**Aim A:**
In the Nationals post, do these statements agree with the text? Give yes or no for each, with the deciding words quoted exactly. (i) The writer guesses Corbin will be owed about $15 million in deferred money. (ii) The deferred money counts against the cap. (iii) The commenter expects the Braves to sign Bryce.
**Aim B:**
From the Nationals post, list every player named in the paragraph that begins "At that point, if Strasburg doesn't leave".
**Aim C:**
Reproduce the part of the Nationals post that opens with the words containing "3. Is Bryce" and closes with "over quite yet.".

**Text to read:**
This is just an overall view. We'll look into Corbin more later though with the fancy stats.


If you are the worrying type worry about the Nats in 2025-2028.

At that point, if Strasburg doesn't leave, the Nationals will be paying $25 million in deferred cash to Strasburg and Max (they won't be playing under original deal) and I'm going to guess about $15 million to Corbin (also not playing under original deal). That's possibly $40 million for NOTHING. Not "oh this guy might be hurt or old and not good", but "this guy is no longer under contract and we still owe him money".  While that doesn't count against the cap, it's hard to see the Nats not be effected by this in some way.  With 2024 also the last year before FA for Soto and Robles, you can easily see a rebuild happening at that time.But that's also WAY off. You know I don't like holding to anything three seasons ahead, let alone seven. So it's just something to think about, if I don't know, you plan to retire to the area to watch baseball in that time frame.


*I consider 2012 a surprise year and 2013 a year where the plan wasn't truly in place and it was a more of "maybe we can get away with doing very little" season

**More worrisome for the Nationals. Last year was year eight for Strasburg. 

70 comments:

BxJaycobb said...

@Harper
1. I am honored to make it into a post by name. I literally feel like i made it. And it was a productive civil argument.
2. Speaking of arguments, if you’re suggesting that the Corbin signing left ATL out in the cold and this means THEY might sign Bryce, they won’t. 100% Braves are run by a corporation with set budgets....they legit can’t execute a signing like that apparently, or so says Buster Olney in a recent ESPN column. As for Phillies....yeah, they’re probably the favorites (I would even say better than even odds, no?) of signing Bryce.
3. Is Bryce definitely gone for Nats? I don’t think so. I think the Corbin signing makes it more unlikely, but the WP/ESPN reporting suggests Lerners and Rizzo are just operating independently, where Rizzo addresses needs and Lerners make ultimate decision on Bryce with Boras, and they either go over cap or make adjustments to get under, etc. For SURE Nats are less likely than beginning of offseason, but I don’t think it’s over quite yet.
4. I propose the Nats trade Garcia+young lotto ticket type prospect for Gennett. Garcia expendable with Kieboom coming up....and Gennett is cheap, 1 yr only and will be gone when it’s Kieboom time. Who is with me?

BxJaycobb said...

[Object pointing dataset rows]
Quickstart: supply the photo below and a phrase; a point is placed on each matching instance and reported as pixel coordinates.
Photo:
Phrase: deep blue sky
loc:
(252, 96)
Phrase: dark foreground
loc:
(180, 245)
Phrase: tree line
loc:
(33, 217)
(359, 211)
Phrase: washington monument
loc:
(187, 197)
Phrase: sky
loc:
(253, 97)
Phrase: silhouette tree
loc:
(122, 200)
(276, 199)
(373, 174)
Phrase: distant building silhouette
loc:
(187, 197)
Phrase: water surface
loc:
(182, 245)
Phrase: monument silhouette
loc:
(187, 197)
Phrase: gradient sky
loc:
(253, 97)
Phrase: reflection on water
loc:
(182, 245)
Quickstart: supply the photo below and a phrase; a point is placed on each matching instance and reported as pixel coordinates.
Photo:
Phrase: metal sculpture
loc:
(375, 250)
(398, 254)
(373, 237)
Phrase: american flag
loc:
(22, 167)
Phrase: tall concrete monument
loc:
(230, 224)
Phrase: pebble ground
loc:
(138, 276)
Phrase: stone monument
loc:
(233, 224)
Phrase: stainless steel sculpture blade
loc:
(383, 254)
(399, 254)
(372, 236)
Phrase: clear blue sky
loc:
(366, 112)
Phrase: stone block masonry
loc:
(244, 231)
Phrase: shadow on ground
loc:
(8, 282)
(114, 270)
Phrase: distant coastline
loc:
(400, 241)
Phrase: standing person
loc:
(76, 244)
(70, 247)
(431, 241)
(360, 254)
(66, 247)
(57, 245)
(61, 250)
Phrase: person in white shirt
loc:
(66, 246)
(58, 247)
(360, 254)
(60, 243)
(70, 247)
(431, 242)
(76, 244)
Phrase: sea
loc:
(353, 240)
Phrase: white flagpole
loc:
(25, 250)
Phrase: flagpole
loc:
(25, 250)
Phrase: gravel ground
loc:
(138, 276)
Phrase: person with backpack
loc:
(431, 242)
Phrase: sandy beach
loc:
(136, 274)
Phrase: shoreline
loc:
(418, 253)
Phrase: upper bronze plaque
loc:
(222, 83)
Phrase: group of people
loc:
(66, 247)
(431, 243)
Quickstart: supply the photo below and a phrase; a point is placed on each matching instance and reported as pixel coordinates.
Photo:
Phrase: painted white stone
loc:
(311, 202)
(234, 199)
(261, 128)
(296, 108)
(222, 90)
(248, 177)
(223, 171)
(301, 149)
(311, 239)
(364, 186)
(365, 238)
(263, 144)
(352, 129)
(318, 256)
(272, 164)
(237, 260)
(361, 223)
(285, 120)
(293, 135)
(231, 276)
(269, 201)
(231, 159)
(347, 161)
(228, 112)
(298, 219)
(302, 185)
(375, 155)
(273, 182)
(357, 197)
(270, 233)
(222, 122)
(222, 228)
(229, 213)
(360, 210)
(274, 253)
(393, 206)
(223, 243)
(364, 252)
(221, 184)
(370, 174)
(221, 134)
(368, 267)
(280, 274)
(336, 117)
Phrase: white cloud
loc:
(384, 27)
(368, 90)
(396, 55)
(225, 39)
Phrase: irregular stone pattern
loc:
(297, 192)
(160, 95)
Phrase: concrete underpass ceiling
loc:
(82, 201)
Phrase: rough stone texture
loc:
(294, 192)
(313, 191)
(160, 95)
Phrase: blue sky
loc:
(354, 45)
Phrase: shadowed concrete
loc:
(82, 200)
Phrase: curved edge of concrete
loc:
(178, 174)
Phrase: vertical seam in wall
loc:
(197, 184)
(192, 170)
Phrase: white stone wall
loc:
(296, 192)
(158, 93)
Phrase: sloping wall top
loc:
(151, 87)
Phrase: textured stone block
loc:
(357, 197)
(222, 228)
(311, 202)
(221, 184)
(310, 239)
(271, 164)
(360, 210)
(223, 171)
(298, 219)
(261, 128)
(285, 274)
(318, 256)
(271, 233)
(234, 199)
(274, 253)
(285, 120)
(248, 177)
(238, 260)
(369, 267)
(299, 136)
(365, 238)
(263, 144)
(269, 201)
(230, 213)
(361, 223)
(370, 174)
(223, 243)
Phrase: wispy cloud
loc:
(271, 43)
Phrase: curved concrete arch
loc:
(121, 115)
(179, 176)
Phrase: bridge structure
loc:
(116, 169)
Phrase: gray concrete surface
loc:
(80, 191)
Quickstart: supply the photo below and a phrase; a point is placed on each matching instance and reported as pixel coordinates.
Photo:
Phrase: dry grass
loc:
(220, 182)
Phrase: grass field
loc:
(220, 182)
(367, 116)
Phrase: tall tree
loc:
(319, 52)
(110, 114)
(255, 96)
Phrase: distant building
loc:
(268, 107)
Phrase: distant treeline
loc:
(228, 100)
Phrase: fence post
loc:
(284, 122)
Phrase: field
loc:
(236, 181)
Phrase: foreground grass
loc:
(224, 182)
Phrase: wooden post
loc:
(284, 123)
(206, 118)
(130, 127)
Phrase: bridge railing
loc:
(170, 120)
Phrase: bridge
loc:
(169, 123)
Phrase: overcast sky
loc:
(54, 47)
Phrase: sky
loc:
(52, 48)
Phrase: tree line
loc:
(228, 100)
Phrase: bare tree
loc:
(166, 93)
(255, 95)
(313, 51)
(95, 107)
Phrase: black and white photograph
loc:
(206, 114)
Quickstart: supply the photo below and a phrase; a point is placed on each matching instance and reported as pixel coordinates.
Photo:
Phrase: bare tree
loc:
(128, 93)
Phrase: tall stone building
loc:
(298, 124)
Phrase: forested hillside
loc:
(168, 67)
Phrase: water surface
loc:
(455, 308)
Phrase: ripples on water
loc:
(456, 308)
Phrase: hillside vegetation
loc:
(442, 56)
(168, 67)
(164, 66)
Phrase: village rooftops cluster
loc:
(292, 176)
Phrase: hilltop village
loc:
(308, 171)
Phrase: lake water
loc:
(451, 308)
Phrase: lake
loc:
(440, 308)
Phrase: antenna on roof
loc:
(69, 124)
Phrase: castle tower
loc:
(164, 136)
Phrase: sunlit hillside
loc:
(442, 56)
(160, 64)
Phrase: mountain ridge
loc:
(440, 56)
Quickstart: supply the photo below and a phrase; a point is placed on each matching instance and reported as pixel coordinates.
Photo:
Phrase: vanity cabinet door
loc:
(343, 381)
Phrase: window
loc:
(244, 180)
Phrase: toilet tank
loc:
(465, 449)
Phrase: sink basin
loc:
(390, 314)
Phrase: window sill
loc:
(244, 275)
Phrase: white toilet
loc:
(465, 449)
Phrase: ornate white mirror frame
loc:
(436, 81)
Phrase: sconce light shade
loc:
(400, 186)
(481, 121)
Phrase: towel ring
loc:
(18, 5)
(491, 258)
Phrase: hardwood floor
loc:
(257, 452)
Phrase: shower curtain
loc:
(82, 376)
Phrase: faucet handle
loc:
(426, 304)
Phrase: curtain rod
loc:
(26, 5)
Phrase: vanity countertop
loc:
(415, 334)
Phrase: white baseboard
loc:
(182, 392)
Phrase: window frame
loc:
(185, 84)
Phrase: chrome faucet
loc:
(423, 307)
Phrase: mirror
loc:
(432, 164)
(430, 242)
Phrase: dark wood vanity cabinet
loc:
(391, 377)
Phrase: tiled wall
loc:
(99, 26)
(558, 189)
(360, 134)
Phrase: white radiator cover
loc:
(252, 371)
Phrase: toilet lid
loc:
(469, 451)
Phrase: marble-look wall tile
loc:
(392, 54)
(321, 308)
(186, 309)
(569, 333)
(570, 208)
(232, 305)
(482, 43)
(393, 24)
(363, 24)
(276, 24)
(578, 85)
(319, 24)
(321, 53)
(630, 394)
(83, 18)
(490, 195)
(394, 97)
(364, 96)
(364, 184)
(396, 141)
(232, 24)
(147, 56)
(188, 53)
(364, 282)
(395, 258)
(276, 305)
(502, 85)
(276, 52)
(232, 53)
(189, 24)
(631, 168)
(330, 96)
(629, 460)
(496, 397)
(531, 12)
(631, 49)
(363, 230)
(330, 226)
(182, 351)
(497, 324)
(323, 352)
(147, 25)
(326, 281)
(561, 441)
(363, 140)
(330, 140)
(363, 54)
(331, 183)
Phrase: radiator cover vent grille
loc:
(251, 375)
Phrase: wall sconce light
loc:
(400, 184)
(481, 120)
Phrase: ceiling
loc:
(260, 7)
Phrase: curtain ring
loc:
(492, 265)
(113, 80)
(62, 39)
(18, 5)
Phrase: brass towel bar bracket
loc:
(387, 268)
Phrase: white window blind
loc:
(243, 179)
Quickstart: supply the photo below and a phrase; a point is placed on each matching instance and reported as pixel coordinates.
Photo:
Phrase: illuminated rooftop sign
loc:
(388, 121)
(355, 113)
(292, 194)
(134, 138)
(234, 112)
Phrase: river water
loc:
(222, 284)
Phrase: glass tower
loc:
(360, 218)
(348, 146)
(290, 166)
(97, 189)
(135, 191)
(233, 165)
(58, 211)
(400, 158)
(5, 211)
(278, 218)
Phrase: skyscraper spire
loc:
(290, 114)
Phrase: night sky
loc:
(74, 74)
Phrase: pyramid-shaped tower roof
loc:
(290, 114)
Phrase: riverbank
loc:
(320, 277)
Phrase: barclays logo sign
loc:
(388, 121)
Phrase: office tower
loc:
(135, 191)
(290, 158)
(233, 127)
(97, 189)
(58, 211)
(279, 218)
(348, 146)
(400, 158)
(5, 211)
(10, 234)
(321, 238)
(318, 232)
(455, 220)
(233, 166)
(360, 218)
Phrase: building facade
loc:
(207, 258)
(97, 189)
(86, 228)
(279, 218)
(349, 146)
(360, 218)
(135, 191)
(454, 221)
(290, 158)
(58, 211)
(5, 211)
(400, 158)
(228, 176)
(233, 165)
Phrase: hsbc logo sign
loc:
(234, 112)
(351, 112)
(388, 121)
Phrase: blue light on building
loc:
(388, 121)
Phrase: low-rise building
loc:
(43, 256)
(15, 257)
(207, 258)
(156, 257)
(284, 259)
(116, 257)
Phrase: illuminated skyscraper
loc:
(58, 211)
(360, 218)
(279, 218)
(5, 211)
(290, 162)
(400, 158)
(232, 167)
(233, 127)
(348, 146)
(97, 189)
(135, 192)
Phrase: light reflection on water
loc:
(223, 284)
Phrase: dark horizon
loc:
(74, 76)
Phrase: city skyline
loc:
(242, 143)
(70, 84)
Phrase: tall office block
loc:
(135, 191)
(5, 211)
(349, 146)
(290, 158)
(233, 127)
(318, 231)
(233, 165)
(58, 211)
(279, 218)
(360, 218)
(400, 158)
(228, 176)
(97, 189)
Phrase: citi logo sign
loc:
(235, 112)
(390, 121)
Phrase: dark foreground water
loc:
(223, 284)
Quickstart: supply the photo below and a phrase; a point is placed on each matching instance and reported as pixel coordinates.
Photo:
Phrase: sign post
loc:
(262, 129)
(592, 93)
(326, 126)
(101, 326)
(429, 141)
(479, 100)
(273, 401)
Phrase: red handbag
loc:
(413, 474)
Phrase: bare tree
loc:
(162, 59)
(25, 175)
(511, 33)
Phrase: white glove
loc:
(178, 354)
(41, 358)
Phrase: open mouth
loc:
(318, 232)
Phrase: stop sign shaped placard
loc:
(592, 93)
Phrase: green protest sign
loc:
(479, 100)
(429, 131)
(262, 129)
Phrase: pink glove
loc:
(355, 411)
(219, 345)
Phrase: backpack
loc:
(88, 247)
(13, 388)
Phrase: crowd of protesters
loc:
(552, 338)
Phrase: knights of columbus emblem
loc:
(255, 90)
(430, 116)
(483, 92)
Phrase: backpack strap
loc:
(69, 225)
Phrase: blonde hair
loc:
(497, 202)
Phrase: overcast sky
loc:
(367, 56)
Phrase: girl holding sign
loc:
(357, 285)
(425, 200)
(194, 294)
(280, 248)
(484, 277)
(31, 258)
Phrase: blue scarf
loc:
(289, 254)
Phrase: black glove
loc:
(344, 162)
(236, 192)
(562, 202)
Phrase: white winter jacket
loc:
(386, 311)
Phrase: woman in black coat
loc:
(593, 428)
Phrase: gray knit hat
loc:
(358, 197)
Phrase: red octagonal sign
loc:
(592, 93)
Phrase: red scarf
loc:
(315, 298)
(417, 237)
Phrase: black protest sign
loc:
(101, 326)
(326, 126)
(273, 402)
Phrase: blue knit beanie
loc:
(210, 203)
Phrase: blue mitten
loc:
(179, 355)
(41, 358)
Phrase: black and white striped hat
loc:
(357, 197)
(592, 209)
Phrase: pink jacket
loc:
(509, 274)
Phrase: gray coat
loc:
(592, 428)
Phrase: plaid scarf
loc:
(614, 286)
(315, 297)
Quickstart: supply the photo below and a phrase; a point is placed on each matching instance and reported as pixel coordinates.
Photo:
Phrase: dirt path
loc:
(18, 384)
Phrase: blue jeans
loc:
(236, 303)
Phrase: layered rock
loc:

**Answer A:**
(i) Yes: "I'm going to guess about $15 million to Corbin"
(ii) No: "While that doesn't count against the cap"
(iii) No: "they won’t. 100% Braves are run by a corporation with set budgets"

**Answer B:**
Strasburg, Max, Corbin, Soto, Robles

**Answer C:**
3. Is Bryce definitely gone for Nats? I don’t think so. I think the Corbin signing makes it more unlikely, but the WP/ESPN reporting suggests Lerners and Rizzo are just operating independently, where Rizzo addresses needs and Lerners make ultimate decision on Bryce with Boras, and they either go over cap or make adjustments to get under, etc. For SURE Nats are less likely than beginning of offseason, but I don’t think it’s over quite yet.